**DATA SECTION:**
________________________

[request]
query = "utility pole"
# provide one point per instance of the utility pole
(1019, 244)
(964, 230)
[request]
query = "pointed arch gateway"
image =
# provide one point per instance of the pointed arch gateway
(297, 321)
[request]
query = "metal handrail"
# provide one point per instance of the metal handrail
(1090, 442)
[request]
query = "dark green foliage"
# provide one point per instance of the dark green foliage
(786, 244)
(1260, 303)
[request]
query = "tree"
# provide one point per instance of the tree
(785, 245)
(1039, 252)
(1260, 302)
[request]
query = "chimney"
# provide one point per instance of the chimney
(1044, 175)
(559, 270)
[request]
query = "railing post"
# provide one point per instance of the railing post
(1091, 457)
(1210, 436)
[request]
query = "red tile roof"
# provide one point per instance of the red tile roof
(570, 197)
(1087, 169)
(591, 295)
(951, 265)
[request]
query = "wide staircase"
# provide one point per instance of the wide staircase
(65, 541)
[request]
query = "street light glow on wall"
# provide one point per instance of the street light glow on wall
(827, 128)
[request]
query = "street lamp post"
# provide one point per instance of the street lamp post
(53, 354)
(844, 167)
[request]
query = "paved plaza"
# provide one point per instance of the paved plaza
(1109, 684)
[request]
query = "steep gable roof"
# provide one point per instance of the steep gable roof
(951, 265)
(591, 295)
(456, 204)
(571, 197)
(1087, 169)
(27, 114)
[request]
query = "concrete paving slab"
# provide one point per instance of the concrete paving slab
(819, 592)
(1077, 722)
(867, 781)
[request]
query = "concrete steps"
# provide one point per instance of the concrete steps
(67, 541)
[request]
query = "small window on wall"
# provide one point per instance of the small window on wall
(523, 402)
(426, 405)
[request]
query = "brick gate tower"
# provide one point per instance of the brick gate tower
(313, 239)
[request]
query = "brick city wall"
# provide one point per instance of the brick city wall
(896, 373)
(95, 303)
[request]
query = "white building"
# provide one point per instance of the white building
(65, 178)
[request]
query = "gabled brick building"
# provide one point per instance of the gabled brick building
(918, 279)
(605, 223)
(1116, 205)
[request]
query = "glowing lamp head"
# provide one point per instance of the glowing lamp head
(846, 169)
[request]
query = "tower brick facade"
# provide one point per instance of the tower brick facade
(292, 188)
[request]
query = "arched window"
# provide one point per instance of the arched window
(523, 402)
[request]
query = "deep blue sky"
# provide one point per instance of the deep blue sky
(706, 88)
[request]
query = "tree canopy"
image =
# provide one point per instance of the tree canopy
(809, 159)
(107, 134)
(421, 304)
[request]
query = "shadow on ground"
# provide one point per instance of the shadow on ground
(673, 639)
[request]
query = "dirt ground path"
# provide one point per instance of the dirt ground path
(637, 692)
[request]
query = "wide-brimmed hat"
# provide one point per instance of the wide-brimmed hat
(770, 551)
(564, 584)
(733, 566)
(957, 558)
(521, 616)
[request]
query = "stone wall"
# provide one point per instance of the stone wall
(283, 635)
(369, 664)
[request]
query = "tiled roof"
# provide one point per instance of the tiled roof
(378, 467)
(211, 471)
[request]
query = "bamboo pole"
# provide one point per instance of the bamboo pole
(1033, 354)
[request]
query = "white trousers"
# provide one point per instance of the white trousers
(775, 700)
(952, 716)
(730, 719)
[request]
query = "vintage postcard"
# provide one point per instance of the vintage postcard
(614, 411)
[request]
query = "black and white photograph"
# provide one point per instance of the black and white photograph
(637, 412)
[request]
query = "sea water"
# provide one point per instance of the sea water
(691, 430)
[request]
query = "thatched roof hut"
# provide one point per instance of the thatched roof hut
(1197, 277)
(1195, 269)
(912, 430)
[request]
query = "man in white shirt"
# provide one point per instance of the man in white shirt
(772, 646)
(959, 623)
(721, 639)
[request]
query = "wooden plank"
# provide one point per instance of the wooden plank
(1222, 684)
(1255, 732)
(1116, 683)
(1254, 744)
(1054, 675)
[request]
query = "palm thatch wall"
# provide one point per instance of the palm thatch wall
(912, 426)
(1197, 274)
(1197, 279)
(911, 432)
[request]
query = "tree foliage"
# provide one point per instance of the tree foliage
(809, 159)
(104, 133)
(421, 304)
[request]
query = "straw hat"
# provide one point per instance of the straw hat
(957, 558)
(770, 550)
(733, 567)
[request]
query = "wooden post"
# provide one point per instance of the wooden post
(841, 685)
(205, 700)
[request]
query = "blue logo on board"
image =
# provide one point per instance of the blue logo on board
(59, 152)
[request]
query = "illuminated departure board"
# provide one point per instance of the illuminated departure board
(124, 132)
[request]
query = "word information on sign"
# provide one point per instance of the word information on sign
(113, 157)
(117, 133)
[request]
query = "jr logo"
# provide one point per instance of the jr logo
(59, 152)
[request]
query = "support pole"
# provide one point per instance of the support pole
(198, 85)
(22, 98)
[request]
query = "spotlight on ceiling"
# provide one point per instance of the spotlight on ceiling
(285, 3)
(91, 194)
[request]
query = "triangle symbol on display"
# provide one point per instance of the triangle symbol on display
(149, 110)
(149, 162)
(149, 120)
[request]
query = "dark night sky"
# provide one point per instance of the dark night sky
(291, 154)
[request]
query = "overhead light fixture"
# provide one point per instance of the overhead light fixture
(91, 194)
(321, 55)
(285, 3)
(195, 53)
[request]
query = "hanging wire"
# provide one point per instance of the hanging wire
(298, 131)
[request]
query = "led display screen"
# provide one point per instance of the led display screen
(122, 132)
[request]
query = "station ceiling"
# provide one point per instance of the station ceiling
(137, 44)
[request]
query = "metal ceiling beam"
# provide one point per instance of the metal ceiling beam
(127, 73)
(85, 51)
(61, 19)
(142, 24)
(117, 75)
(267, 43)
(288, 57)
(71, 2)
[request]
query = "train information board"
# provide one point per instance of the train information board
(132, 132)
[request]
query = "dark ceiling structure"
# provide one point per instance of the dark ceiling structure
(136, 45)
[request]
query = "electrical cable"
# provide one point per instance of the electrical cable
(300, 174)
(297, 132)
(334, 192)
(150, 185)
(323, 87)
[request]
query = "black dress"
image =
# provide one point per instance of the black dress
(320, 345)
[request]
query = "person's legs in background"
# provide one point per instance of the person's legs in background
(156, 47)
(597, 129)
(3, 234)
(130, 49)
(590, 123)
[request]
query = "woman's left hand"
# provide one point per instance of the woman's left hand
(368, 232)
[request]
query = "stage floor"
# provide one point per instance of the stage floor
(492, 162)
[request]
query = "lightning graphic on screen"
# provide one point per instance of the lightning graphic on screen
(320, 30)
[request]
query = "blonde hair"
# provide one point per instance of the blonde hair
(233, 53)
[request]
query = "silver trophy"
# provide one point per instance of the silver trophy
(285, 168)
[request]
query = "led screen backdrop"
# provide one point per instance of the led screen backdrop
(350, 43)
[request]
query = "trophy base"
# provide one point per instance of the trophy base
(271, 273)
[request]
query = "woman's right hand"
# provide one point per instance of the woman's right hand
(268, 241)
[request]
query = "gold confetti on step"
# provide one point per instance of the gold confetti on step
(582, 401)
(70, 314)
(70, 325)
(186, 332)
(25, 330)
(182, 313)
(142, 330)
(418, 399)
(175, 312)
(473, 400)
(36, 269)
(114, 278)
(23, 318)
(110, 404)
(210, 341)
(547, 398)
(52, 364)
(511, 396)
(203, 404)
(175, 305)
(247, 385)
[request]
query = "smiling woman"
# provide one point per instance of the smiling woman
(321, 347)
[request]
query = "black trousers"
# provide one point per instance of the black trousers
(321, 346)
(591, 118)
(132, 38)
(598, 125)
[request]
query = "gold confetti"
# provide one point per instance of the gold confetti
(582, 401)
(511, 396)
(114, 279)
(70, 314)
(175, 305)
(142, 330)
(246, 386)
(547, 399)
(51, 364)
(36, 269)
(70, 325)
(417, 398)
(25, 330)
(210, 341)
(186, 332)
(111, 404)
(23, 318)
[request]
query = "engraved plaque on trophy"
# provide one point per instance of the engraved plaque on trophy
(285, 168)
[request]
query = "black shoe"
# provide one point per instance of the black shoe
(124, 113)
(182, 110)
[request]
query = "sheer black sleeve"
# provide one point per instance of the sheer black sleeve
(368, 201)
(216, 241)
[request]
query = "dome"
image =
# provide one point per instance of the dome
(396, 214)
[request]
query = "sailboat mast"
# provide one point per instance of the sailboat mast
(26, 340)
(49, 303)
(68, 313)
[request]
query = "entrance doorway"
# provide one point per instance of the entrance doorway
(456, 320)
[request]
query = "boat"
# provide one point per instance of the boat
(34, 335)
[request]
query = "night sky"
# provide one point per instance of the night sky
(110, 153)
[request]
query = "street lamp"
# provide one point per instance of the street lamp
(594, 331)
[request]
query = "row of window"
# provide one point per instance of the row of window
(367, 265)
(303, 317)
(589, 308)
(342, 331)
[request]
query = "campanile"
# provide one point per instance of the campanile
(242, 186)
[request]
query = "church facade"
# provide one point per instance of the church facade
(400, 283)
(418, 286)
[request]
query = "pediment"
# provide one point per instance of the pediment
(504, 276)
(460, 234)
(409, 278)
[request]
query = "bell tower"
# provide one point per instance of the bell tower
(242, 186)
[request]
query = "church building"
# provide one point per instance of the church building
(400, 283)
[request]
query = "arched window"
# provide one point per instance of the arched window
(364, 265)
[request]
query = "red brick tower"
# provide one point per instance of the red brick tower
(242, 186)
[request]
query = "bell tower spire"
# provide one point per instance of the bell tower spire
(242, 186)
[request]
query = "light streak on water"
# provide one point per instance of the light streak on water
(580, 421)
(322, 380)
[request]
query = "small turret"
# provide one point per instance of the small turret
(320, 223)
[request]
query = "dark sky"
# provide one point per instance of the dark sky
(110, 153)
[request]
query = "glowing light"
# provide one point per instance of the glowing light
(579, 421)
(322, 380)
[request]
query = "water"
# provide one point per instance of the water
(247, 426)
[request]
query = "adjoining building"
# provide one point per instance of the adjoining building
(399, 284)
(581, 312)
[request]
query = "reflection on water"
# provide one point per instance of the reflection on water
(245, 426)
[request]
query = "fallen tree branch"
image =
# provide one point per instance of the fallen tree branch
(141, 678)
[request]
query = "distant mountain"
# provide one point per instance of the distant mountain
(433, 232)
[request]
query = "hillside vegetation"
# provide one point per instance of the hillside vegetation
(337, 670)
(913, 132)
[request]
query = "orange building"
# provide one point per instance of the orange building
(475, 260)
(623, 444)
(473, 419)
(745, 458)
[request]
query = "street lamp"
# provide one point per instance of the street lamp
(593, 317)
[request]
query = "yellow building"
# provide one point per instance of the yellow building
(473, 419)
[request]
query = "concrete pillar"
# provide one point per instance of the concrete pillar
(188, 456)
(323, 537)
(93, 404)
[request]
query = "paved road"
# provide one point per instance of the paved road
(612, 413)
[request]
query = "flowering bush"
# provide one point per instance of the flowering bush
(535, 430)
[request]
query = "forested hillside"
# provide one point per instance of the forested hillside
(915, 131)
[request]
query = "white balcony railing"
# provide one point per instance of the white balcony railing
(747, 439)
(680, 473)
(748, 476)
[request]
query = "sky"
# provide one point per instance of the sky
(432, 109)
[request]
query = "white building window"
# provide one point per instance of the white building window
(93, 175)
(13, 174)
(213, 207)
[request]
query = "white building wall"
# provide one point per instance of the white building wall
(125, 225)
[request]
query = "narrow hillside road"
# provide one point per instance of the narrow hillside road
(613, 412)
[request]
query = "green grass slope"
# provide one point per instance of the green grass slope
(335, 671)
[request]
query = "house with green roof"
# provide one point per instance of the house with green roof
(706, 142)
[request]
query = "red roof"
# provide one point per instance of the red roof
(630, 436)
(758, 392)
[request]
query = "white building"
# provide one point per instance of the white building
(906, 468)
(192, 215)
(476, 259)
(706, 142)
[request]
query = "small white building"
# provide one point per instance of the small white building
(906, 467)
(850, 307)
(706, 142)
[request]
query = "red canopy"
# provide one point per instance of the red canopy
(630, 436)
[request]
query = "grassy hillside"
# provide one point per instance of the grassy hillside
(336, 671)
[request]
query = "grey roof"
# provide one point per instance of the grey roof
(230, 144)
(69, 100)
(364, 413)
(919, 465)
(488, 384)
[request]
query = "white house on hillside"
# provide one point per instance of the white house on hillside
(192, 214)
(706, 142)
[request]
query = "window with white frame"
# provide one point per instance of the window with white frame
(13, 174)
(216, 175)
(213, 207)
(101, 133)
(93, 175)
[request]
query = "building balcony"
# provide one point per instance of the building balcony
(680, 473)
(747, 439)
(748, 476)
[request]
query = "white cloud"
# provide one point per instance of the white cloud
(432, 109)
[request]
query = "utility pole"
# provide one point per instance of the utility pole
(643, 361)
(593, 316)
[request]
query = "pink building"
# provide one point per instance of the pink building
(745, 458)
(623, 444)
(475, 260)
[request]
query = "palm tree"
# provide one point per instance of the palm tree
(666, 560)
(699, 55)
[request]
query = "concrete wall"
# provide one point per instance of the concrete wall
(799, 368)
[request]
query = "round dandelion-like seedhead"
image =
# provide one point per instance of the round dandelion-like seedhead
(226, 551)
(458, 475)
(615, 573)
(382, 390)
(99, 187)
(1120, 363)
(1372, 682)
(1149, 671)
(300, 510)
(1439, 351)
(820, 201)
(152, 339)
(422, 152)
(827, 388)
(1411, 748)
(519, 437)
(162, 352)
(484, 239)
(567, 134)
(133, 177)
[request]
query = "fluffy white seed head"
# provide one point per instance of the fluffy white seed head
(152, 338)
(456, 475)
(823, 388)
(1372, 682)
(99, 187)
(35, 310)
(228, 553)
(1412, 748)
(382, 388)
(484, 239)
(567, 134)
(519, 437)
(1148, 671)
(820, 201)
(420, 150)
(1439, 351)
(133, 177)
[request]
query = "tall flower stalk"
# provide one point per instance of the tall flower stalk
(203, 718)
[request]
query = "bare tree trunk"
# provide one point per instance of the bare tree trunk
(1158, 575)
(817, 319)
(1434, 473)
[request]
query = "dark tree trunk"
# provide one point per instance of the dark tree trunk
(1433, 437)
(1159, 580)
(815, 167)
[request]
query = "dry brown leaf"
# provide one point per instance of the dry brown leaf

________________________

**EXERCISE TASK:** List every line of the entries from the beginning through the line containing "(1260, 302)" as a numbered list, leaving out any blank lines.

**TASK SOLUTION:**
1. [request]
2. query = "utility pole"
3. # provide one point per instance of the utility pole
4. (1019, 244)
5. (964, 230)
6. [request]
7. query = "pointed arch gateway"
8. image =
9. # provide one point per instance of the pointed arch gateway
10. (297, 321)
11. [request]
12. query = "metal handrail"
13. # provide one point per instance of the metal handrail
14. (1090, 442)
15. [request]
16. query = "dark green foliage"
17. # provide one point per instance of the dark green foliage
18. (786, 244)
19. (1260, 303)
20. [request]
21. query = "tree"
22. # provide one point per instance of the tree
23. (785, 245)
24. (1039, 252)
25. (1260, 302)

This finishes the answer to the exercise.